> _TASK REQUIREMENTS_:
Copy the entire listing below word for word, leaving out every picture.

● ● ●

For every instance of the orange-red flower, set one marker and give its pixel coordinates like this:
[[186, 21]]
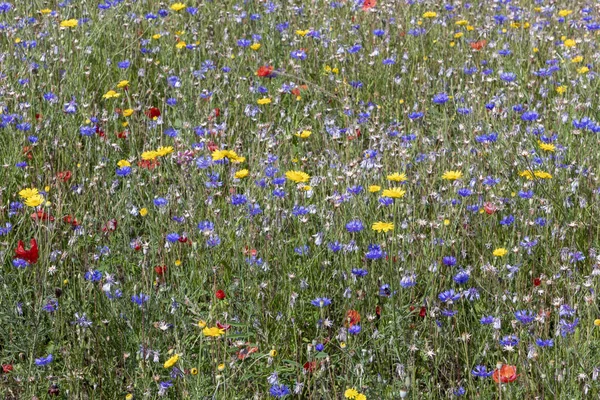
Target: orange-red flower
[[506, 374]]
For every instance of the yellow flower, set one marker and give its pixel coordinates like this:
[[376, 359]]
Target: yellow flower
[[542, 175], [242, 173], [583, 70], [565, 13], [546, 146], [394, 193], [149, 155], [213, 332], [396, 177], [171, 361], [111, 94], [28, 192], [35, 200], [297, 176], [452, 175], [69, 23], [383, 226], [304, 134], [177, 7], [500, 252], [163, 151]]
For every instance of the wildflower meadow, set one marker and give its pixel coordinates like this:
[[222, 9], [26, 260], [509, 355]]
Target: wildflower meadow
[[301, 199]]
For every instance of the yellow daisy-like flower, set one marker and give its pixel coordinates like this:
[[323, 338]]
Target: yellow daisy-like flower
[[452, 175], [304, 134], [546, 146], [297, 176], [149, 155], [171, 361], [396, 177], [242, 173], [163, 151], [213, 332], [500, 252], [394, 193], [111, 94], [69, 23], [35, 200], [28, 192], [177, 7], [383, 226]]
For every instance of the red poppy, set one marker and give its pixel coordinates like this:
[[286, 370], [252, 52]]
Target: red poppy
[[490, 208], [152, 113], [310, 366], [31, 255], [225, 327], [478, 45], [352, 318], [506, 374], [265, 71], [64, 175], [368, 4], [41, 216]]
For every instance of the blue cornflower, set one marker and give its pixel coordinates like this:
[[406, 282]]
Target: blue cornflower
[[321, 302], [525, 316]]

● ● ●

> _ANSWER FOR THE TASK_:
For every instance of the orange-red flower, set one marker and give its pixel coordinates like this:
[[186, 21]]
Target: orange-red flower
[[506, 374]]
For every instance of the yellow flower, set one marker and give its pixel coordinates like this:
[[376, 359]]
Target: yellow flower
[[542, 175], [242, 173], [583, 70], [565, 13], [546, 146], [394, 193], [149, 155], [213, 332], [396, 177], [171, 361], [111, 94], [28, 192], [35, 200], [297, 176], [452, 175], [69, 23], [383, 226], [304, 134], [177, 7], [500, 252], [163, 151]]
For every instance of the wildflower meadow, set one marker and give its pixel coordinates like this:
[[222, 9], [26, 260], [509, 355]]
Target: wildflower meadow
[[301, 199]]
For every instance of the yellow daisy-like flower, set one marker and give its pixel coordinates like this:
[[323, 338]]
Target: yellow daisy-like flower
[[452, 175], [304, 134], [546, 146], [297, 176], [149, 155], [171, 361], [396, 177], [242, 173], [163, 151], [213, 332], [500, 252], [394, 193], [111, 94], [69, 23], [35, 200], [28, 192], [177, 7], [383, 226]]
For every instance of the red poppy, set one marker and give its pixel coordinates like this:
[[286, 370], [252, 52]]
Target: red poppy
[[490, 208], [152, 113], [310, 366], [31, 255], [225, 327], [478, 45], [352, 318], [506, 374], [265, 71], [64, 175], [368, 4], [41, 216]]
For every instance of the blue cornflower, set one marker and give its pixel coordinates like this:
[[406, 282]]
Target: blue cornflower
[[321, 302], [525, 316]]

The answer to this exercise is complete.